Rows taken from a pointing dataset
--- BEGIN ---

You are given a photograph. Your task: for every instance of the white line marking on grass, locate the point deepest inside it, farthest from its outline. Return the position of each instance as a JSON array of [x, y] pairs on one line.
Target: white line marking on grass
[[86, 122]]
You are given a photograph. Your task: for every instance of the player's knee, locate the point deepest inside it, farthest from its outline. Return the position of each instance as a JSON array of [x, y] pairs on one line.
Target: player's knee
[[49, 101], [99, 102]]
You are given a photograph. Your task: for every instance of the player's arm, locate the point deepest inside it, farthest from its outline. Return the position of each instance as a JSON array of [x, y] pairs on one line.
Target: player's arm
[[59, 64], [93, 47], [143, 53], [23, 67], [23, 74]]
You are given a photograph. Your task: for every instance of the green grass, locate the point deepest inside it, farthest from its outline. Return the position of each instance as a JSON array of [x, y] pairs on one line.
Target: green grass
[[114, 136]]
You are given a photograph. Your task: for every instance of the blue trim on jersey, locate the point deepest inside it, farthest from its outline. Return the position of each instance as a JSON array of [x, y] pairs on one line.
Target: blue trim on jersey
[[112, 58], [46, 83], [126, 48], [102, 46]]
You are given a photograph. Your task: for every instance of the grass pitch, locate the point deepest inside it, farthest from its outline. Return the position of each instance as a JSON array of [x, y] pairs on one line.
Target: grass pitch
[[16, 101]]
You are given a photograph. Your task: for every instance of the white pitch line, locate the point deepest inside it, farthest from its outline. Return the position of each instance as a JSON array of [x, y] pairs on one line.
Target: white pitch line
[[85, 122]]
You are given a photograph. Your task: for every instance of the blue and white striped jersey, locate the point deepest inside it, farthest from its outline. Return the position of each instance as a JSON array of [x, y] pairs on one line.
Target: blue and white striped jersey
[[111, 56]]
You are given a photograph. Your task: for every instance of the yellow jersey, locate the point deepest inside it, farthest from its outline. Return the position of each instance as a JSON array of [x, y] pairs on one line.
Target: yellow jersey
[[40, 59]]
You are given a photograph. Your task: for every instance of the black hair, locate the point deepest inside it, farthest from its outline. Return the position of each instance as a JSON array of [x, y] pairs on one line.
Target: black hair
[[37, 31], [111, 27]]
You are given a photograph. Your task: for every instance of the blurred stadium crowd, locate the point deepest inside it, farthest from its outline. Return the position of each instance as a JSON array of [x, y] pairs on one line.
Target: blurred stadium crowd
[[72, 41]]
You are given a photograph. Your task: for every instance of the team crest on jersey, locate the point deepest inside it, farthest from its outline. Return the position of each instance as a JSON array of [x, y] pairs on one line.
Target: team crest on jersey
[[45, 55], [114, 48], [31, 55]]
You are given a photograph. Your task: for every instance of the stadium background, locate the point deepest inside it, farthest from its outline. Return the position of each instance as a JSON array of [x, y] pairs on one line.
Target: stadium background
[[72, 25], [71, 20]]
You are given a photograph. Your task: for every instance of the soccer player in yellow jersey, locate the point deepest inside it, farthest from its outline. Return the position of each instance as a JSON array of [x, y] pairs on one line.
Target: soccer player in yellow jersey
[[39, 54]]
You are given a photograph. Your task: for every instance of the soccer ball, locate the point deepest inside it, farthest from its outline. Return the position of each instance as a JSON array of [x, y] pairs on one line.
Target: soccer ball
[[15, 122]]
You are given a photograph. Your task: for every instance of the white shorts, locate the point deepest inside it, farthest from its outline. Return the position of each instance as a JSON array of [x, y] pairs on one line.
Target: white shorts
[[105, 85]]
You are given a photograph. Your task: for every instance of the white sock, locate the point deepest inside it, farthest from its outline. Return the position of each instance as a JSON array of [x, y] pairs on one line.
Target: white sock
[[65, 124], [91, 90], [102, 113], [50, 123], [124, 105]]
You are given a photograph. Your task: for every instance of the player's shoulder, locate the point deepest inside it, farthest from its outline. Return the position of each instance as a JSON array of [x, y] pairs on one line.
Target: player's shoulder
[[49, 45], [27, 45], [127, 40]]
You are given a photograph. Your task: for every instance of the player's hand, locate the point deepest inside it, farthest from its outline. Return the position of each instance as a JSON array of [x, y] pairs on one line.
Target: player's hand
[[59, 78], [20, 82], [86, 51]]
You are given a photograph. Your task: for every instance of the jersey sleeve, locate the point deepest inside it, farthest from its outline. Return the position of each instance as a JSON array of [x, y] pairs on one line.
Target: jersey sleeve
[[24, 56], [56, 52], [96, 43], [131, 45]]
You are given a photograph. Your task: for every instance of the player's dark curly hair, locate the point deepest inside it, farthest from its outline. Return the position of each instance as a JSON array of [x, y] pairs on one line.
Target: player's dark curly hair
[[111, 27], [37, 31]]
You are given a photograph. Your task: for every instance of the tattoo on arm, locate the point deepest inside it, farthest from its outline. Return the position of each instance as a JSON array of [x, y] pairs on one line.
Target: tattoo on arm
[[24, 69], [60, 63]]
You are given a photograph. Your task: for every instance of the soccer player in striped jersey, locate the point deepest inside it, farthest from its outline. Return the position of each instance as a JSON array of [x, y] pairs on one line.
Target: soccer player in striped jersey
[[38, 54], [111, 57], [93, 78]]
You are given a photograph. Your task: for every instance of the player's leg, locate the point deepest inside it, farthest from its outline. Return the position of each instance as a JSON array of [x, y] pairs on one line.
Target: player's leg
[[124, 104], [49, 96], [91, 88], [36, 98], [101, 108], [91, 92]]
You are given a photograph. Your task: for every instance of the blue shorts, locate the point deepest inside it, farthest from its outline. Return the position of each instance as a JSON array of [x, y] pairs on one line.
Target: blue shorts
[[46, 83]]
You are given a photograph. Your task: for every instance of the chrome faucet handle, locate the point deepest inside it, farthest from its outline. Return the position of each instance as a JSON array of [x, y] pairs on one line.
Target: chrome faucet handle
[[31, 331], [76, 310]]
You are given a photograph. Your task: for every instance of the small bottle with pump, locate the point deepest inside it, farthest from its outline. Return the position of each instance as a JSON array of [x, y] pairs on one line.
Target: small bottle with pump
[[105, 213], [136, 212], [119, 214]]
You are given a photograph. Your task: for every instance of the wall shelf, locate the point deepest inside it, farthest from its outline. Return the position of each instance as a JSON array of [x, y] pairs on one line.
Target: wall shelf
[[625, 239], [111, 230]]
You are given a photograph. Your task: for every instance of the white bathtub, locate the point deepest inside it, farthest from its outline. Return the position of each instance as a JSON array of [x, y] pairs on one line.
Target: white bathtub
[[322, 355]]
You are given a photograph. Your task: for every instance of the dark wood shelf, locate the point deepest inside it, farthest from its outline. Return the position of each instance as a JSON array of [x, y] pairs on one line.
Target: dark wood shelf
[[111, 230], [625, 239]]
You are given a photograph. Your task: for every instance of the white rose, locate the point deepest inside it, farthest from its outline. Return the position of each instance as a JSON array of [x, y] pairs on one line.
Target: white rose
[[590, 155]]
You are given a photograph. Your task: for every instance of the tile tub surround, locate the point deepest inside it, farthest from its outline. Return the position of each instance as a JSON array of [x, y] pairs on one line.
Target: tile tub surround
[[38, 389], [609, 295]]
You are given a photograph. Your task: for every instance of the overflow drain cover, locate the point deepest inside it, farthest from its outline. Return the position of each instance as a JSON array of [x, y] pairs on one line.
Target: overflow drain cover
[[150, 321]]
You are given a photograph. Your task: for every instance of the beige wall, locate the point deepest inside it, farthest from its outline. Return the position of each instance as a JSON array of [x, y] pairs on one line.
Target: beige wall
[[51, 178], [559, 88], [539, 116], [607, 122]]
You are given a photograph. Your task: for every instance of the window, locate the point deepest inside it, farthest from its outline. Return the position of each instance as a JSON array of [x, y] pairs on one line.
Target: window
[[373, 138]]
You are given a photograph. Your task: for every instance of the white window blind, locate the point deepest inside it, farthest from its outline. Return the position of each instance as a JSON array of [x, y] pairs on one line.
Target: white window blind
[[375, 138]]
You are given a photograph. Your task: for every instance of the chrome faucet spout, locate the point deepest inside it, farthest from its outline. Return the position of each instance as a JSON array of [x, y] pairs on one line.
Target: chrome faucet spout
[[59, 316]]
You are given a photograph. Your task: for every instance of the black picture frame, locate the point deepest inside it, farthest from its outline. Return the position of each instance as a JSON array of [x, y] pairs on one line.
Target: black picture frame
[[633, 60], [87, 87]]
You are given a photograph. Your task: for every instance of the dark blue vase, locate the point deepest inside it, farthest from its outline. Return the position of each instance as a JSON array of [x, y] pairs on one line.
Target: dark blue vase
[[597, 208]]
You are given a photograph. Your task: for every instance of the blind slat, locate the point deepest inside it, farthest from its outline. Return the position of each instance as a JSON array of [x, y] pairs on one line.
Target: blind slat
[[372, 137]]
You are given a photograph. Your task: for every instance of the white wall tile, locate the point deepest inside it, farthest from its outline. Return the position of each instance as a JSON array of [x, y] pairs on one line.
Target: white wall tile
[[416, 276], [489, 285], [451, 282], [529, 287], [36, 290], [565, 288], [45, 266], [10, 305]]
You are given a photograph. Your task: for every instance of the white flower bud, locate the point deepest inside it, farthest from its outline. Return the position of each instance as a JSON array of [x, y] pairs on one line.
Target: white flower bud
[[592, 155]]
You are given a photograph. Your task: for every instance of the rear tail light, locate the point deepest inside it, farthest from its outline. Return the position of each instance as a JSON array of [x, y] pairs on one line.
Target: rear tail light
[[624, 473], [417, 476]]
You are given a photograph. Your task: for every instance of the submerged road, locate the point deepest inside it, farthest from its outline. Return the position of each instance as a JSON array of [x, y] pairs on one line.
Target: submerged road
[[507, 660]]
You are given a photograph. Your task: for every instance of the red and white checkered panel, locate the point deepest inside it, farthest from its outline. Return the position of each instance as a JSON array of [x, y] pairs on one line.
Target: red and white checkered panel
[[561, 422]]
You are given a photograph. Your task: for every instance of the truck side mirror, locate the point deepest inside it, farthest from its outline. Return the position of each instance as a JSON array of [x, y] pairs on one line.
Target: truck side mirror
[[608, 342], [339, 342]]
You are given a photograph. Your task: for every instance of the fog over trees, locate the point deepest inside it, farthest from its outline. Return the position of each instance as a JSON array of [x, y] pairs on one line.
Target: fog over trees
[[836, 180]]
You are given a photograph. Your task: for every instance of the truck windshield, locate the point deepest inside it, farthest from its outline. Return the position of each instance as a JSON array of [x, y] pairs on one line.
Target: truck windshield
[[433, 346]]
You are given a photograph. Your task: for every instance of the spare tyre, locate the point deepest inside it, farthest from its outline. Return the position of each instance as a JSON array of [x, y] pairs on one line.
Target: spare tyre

--- END ---

● **Brief**
Render the part of the entries that opens with the line containing "the fog over" and runs through the end of the entries as a numbered list with one line per item, leaving out any blank lines.

● **In response**
1. You are given a photograph. Your task: for every instance of the fog over trees, locate the point deepest inside it, farthest from its outline. Return the position of each instance as a JSON array of [x, y] pairs on one line.
2. Target: fog over trees
3. [[836, 180]]
4. You are given a photograph. Your task: for every instance of the truck windshield, locate the point deepest inside it, farthest from its outline. Return the position of each instance as a JSON array of [x, y] pairs on one line.
5. Target: truck windshield
6. [[433, 346]]
7. You are given a photograph. Your task: for every instance of the spare tyre, locate the point deepest inside it, farthest from its outline. Return the position of each instance as a JSON array of [x, y] pairs on one line.
8. Target: spare tyre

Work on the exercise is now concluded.